Natural language region descriptions:
= = =

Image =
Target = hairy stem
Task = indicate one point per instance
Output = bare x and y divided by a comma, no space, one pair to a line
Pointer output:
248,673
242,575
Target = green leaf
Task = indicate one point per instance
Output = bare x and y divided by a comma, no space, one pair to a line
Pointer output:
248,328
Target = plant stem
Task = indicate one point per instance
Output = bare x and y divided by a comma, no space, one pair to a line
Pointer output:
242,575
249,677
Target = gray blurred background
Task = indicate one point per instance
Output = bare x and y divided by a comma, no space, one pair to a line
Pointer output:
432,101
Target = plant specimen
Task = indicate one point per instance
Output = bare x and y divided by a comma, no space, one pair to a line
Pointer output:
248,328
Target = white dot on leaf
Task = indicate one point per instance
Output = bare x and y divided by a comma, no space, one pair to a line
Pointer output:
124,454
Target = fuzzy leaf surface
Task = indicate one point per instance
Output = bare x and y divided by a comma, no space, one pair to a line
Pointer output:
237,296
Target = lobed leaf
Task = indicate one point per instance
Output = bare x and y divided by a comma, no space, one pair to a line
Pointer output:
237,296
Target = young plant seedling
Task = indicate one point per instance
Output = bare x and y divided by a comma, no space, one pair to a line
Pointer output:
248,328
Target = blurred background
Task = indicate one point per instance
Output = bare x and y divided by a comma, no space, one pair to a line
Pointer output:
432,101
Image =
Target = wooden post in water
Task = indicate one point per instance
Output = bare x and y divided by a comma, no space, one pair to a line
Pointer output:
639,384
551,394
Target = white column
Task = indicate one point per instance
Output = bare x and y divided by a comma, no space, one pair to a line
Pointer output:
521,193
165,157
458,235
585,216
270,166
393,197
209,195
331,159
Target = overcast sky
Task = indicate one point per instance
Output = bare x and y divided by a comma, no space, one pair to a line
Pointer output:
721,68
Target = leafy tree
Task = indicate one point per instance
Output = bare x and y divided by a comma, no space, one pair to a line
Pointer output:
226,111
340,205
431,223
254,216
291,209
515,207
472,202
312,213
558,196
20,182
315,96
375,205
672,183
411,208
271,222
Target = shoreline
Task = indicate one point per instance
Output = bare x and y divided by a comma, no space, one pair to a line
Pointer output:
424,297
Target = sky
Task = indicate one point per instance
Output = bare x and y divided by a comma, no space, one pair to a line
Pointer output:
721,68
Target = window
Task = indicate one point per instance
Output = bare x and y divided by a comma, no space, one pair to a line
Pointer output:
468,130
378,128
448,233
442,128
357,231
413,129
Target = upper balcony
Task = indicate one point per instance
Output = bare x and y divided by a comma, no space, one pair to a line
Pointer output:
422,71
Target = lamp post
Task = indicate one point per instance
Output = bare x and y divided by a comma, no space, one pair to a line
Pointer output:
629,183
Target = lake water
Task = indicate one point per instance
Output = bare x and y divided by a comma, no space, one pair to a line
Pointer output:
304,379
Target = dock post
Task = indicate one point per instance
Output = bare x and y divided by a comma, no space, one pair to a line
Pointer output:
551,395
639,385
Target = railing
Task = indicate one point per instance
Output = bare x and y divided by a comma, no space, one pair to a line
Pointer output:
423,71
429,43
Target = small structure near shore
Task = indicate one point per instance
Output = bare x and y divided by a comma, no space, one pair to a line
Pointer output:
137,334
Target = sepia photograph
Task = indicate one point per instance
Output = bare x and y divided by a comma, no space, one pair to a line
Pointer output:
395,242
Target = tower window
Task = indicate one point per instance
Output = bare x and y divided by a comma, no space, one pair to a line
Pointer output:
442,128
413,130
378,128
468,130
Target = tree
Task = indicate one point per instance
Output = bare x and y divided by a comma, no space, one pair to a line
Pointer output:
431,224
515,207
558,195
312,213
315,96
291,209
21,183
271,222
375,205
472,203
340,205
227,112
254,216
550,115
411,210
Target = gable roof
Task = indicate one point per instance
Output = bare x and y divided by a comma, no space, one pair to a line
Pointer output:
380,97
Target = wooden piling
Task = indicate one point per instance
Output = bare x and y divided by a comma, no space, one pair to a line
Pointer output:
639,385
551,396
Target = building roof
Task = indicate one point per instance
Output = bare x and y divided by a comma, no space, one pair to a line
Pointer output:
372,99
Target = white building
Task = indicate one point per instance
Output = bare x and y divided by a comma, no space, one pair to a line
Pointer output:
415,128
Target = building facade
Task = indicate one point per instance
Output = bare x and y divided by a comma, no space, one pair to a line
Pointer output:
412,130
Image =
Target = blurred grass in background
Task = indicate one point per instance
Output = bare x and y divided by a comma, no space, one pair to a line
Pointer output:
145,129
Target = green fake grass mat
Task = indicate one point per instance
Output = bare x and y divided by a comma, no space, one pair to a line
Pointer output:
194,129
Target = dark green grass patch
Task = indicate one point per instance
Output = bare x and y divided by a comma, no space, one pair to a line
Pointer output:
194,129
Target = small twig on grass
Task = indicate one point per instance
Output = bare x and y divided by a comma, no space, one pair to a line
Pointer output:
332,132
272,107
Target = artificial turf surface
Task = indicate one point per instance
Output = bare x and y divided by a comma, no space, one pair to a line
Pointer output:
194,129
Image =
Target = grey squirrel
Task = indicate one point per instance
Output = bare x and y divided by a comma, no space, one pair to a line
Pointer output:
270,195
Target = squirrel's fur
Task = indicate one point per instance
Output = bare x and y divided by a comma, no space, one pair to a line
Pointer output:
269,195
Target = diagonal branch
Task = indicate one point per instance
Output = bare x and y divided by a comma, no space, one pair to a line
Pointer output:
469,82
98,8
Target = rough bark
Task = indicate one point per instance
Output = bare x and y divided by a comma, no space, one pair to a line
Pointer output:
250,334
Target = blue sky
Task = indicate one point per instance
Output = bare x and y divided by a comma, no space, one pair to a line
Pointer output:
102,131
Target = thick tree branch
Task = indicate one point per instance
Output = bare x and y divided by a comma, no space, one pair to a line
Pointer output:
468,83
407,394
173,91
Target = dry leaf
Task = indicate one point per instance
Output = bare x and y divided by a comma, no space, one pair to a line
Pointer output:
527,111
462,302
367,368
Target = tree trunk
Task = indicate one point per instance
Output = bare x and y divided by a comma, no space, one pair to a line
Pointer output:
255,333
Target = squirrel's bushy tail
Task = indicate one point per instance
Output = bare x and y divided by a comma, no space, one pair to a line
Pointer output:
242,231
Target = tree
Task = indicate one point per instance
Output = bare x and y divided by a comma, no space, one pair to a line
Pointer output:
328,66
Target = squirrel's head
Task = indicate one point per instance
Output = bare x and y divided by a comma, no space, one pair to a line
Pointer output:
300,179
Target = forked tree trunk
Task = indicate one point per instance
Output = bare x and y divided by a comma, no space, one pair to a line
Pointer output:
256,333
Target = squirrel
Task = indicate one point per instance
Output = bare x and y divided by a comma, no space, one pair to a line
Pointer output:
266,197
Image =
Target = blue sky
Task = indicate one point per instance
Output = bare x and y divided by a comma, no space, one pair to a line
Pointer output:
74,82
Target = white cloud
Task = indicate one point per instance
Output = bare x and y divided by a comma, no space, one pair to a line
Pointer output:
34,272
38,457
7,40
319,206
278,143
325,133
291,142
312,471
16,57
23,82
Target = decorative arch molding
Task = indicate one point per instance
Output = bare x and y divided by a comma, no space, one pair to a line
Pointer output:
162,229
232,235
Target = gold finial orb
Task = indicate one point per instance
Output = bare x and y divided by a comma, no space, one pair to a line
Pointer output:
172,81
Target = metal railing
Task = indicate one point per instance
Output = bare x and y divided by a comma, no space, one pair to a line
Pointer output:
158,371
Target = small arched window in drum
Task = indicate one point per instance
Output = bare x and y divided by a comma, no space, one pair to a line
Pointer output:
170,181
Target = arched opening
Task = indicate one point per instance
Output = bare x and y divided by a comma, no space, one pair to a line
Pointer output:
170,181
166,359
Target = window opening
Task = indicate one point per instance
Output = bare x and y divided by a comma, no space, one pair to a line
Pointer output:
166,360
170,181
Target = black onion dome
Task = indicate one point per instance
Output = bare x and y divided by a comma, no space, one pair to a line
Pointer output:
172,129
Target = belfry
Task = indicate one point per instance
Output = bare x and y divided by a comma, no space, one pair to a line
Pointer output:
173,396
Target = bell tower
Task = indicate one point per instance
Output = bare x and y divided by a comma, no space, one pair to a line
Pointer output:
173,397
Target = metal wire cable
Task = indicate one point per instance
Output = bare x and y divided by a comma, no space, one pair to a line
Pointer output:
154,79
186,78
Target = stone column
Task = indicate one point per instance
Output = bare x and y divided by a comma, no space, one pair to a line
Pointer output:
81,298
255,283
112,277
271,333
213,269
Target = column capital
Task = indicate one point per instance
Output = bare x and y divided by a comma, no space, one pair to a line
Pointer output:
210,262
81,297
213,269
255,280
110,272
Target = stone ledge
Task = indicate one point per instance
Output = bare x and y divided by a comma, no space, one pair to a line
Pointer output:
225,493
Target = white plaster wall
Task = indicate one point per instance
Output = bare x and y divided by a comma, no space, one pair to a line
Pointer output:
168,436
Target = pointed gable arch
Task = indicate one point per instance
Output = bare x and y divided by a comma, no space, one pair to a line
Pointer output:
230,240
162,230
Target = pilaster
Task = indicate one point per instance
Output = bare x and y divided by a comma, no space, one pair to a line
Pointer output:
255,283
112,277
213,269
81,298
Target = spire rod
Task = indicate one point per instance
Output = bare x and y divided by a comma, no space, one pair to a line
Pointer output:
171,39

= = =

Problem to solve: Repeat every line of the data word for word until you have repeated the line that contains "Target = plant stem", which is the last one to include.

Task output:
Image =
Target = hairy stem
Task = indicate one point per instance
Output = bare x and y divided by a comma, no space, one pair to a line
Pointer output:
248,673
242,575
Target = green leaf
Task = indicate one point per instance
Output = bare x and y divided by a comma, no space, one pair to a line
Pointer output:
248,328
Target = plant stem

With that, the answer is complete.